* _Work to be completed_: Each entry below should be reproduced character for character.

==================================================

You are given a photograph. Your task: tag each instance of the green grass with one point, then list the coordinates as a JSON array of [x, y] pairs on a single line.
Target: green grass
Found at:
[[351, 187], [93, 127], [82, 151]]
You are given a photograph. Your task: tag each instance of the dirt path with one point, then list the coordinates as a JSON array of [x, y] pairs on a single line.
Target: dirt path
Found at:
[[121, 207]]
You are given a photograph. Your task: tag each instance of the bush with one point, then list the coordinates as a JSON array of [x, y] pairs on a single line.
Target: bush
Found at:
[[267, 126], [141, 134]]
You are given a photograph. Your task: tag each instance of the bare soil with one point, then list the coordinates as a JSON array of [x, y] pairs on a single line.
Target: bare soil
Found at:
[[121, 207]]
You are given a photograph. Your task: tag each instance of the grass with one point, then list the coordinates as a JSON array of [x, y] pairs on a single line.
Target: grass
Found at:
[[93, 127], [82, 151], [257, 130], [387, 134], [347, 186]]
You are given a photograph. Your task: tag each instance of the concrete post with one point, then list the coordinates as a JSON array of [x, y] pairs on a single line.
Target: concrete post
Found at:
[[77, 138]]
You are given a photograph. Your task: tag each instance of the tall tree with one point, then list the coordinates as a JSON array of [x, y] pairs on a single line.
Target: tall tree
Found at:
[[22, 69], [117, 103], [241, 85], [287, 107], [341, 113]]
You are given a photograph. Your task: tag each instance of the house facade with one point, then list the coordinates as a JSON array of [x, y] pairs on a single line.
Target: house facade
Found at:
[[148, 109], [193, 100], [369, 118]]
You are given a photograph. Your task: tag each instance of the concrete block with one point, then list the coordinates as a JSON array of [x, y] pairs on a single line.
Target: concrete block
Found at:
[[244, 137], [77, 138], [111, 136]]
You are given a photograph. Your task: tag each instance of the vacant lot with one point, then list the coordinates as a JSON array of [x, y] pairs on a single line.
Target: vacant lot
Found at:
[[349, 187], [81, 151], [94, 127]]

==================================================

* _Completed task_:
You are given a photograph. Your task: tag each instance of the green grass with one point, then list the coordinates as a JSON array of [x, y] pairs on a single line.
Target: green grass
Found at:
[[351, 187], [93, 127], [82, 151]]
You are given a photograph. Your task: tag each instance of the dirt path with one point, then list the coordinates as a JSON array of [x, y] pairs on a single line.
Target: dirt path
Found at:
[[121, 207]]
You are given a photograph. Your task: tag each instance of the bush with one point, then list the coordinates as a JSON array of [x, y] pairs on a single line.
Target: bush
Found at:
[[267, 126], [141, 134]]
You are given a photograph. Your task: tag each instance of the bare soil with one point, then list the coordinates as a JSON array of [x, y] pairs on a single line.
Target: bare soil
Found at:
[[121, 207]]
You are given a photograph. Your task: tag each instance of the grass with one point, then list the coordinates as a JSON array of [x, y] pairs on a single line.
Target: grass
Found at:
[[93, 127], [82, 151], [257, 130], [387, 134], [347, 186]]
You are given a photograph. Your task: tag each instance of the concrete post with one point, then list the coordinates as a JSON array of [x, y] pairs on a single line.
Target: concrete post
Found at:
[[77, 138]]
You are given a photograph. Your task: tag each instance of the tall tree with one point, then list the coordinates as a JSON array of [x, y] pairs on a single line.
Target: tall tree
Found at:
[[22, 69], [117, 103], [241, 85], [287, 107], [341, 113]]
You are given a photograph. Your task: tag each instance of the house facade with one point, then list the coordinates as a JSON array of [x, y] pairs on a single line.
Target: house facade
Found at:
[[148, 109], [193, 100], [369, 118]]
You are given a photograph. Your task: tag each instance of the concrete block with one point, then list the coordinates as a JSON array of [x, y] pairs on a single line.
Target: concrete block
Found at:
[[244, 137], [77, 138], [111, 136]]
You are given a photograph. Your task: tag each instance of the vacant lot with one point, then list the coordinates as a JSON array of [x, y] pairs on a single line.
Target: vacant lot
Found at:
[[349, 187], [81, 151], [94, 127]]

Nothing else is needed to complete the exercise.